** EXERCISE INSTRUCTIONS **
In the data, extract each line that holds the string "target".
********************
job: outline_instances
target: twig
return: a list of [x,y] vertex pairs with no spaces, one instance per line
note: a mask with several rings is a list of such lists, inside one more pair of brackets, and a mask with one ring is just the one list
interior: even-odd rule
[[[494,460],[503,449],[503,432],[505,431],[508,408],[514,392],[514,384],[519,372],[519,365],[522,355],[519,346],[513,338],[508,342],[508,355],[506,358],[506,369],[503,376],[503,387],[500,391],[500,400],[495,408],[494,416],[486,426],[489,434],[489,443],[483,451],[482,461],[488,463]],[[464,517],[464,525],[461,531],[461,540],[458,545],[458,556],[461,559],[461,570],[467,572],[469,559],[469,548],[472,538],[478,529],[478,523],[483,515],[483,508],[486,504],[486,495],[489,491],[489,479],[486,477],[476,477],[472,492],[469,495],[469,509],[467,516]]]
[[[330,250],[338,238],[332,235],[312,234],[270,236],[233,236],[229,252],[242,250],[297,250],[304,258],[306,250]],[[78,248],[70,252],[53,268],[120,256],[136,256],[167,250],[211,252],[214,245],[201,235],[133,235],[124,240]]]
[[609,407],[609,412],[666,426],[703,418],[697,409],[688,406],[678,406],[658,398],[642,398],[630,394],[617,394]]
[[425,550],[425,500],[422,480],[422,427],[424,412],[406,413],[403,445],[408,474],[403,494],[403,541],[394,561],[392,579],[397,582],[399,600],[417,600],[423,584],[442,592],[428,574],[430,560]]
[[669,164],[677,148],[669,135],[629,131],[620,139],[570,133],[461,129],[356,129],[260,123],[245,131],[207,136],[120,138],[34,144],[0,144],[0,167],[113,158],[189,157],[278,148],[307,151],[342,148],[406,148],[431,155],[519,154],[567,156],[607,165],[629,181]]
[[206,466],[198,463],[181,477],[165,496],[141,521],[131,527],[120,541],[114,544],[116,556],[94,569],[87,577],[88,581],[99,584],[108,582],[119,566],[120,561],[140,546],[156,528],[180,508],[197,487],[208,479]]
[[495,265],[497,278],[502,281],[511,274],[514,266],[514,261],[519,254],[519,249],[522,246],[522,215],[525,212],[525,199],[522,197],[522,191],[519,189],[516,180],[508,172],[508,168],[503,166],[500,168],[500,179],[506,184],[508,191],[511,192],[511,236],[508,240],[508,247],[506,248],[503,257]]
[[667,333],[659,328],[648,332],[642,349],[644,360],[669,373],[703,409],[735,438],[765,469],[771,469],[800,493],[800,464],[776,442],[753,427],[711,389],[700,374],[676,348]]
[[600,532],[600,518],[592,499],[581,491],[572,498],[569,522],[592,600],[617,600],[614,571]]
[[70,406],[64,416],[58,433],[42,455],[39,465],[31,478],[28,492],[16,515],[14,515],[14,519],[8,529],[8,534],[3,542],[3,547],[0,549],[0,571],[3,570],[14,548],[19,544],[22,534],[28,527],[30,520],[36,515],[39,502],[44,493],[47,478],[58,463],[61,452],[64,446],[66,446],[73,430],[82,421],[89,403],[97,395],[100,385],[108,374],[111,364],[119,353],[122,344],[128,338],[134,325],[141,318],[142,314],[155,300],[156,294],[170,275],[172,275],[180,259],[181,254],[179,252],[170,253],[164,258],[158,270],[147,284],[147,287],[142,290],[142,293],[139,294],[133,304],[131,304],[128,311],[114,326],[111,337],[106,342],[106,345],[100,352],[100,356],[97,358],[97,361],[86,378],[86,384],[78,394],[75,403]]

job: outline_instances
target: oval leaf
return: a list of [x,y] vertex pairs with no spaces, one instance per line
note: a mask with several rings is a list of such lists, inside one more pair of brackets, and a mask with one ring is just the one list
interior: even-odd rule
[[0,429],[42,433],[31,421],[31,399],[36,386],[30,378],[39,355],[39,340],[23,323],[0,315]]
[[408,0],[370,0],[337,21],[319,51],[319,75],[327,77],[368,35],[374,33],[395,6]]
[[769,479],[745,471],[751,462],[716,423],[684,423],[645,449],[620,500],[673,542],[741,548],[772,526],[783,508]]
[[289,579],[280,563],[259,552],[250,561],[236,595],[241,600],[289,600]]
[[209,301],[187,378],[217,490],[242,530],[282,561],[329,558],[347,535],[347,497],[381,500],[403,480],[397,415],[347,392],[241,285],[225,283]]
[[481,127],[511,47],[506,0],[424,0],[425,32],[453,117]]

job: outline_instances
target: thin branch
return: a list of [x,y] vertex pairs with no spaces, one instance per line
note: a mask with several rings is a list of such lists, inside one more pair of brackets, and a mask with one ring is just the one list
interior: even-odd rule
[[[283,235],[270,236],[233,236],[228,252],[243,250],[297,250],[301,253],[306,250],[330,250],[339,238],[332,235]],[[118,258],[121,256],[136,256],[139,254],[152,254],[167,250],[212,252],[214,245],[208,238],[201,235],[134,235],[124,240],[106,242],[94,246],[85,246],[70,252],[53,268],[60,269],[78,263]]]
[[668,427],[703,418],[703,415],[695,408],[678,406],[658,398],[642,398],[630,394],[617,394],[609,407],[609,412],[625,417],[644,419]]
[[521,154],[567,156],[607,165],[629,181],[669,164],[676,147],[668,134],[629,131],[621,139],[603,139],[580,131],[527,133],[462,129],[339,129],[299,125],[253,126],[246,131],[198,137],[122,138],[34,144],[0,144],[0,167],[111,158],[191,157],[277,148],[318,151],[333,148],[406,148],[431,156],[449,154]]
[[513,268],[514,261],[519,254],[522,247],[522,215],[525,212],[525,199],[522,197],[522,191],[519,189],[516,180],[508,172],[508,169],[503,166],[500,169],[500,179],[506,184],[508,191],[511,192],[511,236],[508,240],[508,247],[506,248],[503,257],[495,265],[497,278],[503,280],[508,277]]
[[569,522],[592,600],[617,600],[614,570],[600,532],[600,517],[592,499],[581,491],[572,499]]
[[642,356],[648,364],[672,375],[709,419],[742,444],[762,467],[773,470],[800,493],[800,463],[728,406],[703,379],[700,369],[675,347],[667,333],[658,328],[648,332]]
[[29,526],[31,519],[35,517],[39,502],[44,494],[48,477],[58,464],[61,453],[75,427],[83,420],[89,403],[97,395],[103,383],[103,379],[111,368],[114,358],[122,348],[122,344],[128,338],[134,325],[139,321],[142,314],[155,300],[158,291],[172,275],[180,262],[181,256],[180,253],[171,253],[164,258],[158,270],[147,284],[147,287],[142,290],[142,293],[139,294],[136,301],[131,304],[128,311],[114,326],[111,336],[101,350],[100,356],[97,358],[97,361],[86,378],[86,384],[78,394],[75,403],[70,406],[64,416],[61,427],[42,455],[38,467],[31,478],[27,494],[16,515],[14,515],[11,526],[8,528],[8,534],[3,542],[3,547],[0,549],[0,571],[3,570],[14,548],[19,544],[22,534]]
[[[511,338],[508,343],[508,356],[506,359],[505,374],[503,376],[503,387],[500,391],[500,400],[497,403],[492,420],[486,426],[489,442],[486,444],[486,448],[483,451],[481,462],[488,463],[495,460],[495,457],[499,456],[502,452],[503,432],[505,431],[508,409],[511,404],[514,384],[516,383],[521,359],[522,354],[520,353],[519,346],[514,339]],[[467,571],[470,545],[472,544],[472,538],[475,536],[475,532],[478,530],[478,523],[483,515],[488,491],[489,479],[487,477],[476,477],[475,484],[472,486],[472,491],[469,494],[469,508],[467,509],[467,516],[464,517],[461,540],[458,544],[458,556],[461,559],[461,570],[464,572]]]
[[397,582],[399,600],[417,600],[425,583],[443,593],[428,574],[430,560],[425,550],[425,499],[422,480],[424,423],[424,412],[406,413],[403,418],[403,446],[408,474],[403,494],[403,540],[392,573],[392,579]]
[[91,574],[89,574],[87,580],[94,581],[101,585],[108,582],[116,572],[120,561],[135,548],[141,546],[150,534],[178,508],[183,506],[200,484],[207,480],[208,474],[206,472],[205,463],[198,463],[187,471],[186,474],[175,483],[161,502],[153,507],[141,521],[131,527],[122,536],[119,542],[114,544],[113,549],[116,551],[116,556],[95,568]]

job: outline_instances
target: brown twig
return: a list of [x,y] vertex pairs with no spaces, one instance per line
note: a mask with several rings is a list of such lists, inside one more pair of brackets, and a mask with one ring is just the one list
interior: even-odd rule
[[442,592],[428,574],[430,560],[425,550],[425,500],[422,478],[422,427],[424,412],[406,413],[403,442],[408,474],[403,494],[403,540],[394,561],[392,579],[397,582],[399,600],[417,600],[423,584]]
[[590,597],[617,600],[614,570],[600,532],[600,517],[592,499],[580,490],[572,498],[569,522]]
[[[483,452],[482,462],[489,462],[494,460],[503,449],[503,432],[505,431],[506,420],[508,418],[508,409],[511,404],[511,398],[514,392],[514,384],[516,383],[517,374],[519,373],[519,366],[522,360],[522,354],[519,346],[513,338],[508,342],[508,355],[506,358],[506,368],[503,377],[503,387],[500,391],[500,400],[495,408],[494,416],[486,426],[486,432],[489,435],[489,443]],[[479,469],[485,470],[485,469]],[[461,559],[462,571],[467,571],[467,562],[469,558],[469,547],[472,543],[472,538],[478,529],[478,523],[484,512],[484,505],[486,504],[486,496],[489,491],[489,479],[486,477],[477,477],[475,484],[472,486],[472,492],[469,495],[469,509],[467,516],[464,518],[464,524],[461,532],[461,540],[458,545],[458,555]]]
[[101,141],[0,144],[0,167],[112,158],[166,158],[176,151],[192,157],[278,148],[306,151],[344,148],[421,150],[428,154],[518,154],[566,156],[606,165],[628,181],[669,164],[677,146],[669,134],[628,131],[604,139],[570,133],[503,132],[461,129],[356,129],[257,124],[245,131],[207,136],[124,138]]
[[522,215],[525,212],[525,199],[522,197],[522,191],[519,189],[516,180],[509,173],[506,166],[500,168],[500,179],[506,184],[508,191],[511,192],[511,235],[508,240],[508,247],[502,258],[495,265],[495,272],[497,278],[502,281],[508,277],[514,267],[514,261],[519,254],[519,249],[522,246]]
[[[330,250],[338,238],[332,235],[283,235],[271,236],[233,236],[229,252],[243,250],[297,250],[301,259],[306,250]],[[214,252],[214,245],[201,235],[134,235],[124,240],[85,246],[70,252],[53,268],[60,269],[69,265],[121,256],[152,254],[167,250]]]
********************
** WRITTEN SOLUTION **
target: twig
target: oval leaf
target: thin branch
target: brown twig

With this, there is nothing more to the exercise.